YOUR INSTRUCTIONS → Return, word for word, the lines of the listing below, starting with the line that contains "Q: Indicate one point per instance of the front" and continuing through the end of the listing. Leave the pictures out of your answer.

Excerpts from a point labeling dataset
---*---

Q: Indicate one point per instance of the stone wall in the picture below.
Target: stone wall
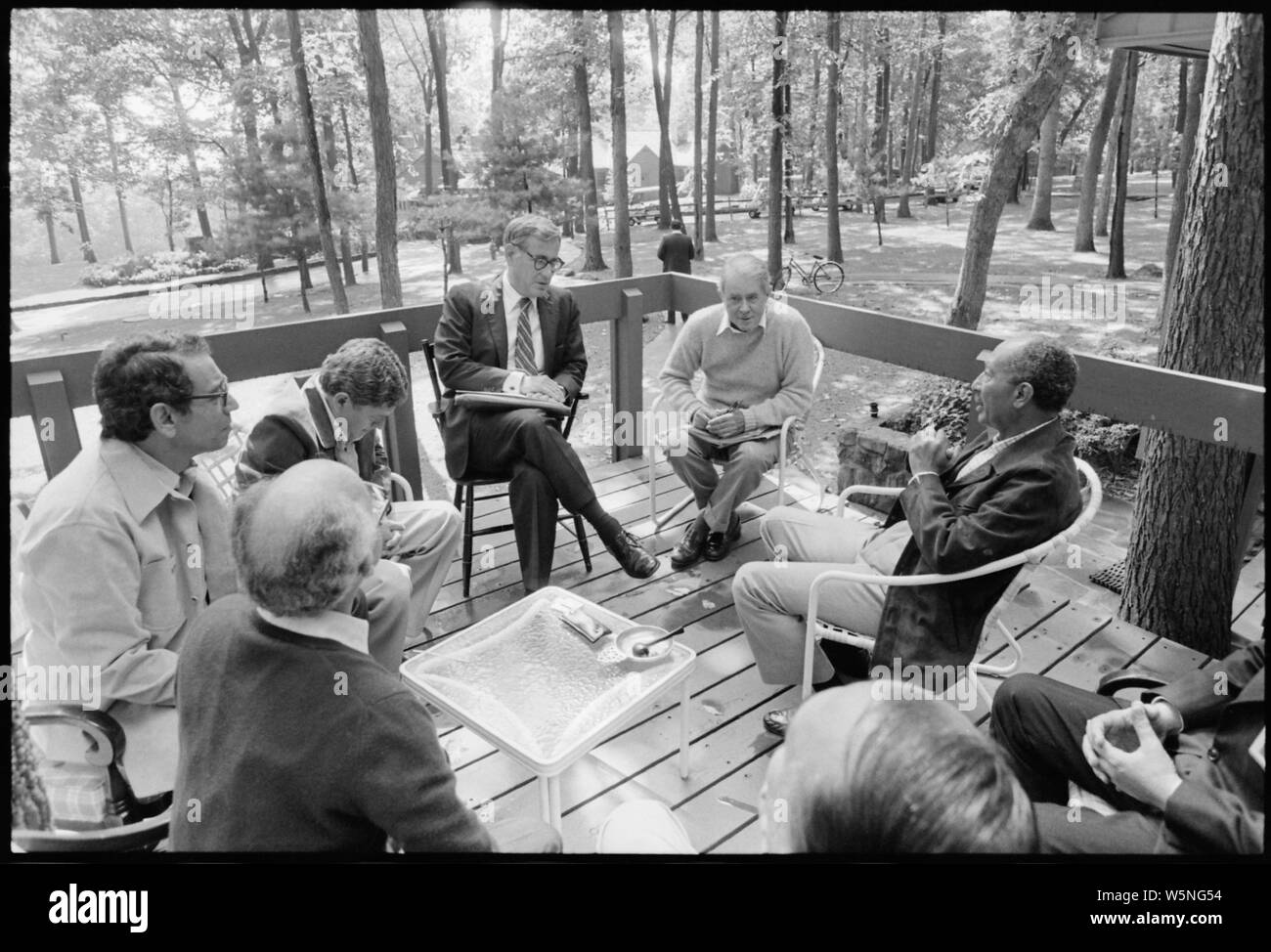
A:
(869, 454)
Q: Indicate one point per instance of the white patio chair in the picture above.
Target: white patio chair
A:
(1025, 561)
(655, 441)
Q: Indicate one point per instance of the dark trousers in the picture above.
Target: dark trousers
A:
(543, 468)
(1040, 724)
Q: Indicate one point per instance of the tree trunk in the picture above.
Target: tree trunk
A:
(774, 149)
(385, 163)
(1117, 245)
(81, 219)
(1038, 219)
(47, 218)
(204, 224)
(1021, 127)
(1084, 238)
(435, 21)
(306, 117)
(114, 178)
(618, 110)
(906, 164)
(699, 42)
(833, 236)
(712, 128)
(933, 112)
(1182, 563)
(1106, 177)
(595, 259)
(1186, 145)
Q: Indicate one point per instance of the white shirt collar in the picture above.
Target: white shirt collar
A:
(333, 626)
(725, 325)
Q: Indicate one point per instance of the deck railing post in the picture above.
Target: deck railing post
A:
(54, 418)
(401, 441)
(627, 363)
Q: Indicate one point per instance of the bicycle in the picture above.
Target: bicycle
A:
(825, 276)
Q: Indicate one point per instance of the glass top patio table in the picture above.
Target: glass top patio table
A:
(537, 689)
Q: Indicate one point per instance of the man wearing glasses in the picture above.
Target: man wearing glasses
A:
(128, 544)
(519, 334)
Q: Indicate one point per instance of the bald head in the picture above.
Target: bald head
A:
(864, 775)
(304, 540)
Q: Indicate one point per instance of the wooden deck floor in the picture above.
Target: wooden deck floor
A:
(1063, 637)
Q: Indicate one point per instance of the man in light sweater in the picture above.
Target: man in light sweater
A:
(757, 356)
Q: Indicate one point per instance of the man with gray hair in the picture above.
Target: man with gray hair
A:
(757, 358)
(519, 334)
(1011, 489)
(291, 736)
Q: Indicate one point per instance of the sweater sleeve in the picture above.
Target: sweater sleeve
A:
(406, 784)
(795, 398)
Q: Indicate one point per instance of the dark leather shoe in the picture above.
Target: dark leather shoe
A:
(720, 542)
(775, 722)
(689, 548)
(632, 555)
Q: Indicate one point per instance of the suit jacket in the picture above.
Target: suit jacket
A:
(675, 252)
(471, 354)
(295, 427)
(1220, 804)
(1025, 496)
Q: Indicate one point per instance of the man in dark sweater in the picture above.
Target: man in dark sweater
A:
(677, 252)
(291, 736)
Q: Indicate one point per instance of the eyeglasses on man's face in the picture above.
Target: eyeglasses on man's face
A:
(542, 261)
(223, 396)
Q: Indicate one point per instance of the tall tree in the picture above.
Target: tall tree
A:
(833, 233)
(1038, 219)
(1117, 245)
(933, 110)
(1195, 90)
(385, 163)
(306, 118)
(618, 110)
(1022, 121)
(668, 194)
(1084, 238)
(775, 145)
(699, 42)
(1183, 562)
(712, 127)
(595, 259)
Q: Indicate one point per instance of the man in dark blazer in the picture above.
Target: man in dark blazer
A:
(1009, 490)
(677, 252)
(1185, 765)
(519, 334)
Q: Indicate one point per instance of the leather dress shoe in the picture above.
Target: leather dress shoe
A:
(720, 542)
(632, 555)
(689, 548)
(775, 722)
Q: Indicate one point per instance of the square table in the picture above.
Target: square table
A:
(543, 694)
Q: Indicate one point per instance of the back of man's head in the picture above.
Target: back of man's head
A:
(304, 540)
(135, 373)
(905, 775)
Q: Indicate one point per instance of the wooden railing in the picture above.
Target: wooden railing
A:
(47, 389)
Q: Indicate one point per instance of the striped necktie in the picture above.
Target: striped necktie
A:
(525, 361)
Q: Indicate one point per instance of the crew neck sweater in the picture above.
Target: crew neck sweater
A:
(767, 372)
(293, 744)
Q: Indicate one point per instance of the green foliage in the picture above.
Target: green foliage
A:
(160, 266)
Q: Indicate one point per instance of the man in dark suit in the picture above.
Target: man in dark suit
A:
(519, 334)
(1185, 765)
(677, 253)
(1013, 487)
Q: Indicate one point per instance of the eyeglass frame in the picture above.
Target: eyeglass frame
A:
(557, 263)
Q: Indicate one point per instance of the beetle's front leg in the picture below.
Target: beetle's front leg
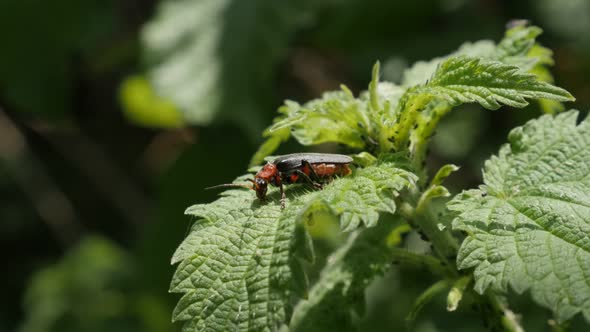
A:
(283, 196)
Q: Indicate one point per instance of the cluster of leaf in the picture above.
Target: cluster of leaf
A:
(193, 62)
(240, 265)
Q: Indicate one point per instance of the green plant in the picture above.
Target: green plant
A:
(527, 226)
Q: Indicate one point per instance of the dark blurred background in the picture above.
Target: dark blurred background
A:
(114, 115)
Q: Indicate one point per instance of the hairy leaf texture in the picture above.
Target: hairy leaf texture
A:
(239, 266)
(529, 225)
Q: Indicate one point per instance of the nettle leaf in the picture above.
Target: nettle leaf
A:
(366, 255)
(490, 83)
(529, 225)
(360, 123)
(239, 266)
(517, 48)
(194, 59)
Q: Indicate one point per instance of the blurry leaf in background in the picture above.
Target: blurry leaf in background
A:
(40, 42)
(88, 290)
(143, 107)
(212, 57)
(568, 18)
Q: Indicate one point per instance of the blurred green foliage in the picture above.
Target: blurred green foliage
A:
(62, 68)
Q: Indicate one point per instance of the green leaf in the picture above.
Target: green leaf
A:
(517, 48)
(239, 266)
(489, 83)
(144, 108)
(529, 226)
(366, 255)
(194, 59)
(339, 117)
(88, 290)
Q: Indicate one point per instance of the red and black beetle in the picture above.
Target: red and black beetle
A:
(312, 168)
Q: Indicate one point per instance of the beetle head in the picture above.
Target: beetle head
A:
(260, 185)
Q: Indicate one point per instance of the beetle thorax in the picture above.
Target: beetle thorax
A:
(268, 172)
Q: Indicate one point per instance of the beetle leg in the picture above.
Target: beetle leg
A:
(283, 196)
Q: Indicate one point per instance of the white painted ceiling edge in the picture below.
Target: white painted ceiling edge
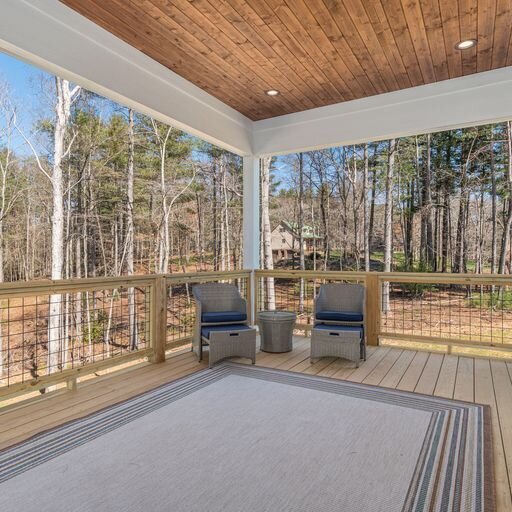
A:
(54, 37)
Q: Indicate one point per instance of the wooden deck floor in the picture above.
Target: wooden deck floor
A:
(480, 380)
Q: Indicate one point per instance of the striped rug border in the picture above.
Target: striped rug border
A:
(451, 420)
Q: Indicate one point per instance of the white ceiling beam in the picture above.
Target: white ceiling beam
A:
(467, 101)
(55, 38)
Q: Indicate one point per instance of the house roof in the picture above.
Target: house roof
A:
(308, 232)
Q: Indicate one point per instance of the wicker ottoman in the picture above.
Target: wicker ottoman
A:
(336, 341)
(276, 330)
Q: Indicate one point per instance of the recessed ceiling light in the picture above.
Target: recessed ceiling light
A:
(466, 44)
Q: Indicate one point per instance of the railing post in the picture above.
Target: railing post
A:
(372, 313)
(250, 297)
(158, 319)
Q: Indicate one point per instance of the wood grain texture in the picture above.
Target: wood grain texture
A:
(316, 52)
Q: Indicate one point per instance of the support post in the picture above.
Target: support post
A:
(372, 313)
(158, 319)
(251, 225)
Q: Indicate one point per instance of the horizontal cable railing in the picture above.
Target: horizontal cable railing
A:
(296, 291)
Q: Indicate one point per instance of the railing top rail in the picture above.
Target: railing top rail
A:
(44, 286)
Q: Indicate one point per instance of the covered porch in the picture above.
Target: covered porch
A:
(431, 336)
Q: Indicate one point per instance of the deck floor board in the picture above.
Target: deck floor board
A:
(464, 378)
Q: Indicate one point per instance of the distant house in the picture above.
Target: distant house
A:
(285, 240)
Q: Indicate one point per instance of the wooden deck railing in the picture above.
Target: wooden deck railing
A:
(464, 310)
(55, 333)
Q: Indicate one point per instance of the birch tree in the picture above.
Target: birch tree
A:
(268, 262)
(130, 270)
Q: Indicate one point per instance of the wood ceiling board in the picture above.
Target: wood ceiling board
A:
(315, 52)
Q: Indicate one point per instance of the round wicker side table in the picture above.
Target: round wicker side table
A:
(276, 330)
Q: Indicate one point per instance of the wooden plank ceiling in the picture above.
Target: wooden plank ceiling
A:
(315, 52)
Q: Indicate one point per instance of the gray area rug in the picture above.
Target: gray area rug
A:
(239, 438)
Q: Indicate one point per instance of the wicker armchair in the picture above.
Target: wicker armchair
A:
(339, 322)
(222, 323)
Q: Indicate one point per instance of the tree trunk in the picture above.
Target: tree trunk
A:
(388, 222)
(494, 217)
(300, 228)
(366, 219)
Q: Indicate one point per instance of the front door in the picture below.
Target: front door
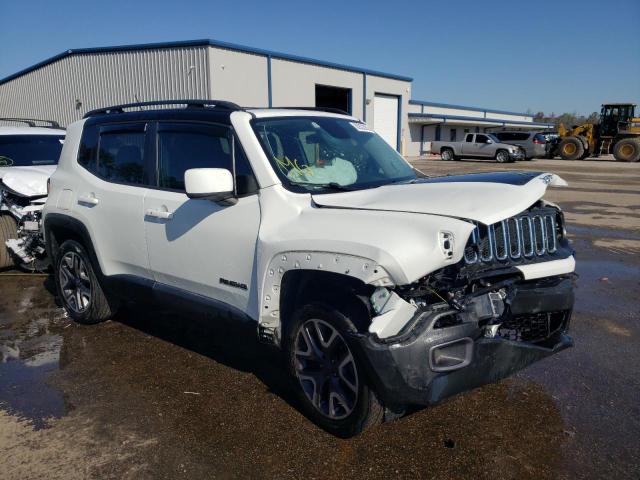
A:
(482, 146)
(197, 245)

---*---

THE ANSWER →
Q: Indicate one point per instance of the front door in the picture below.
Target: front door
A:
(482, 146)
(197, 245)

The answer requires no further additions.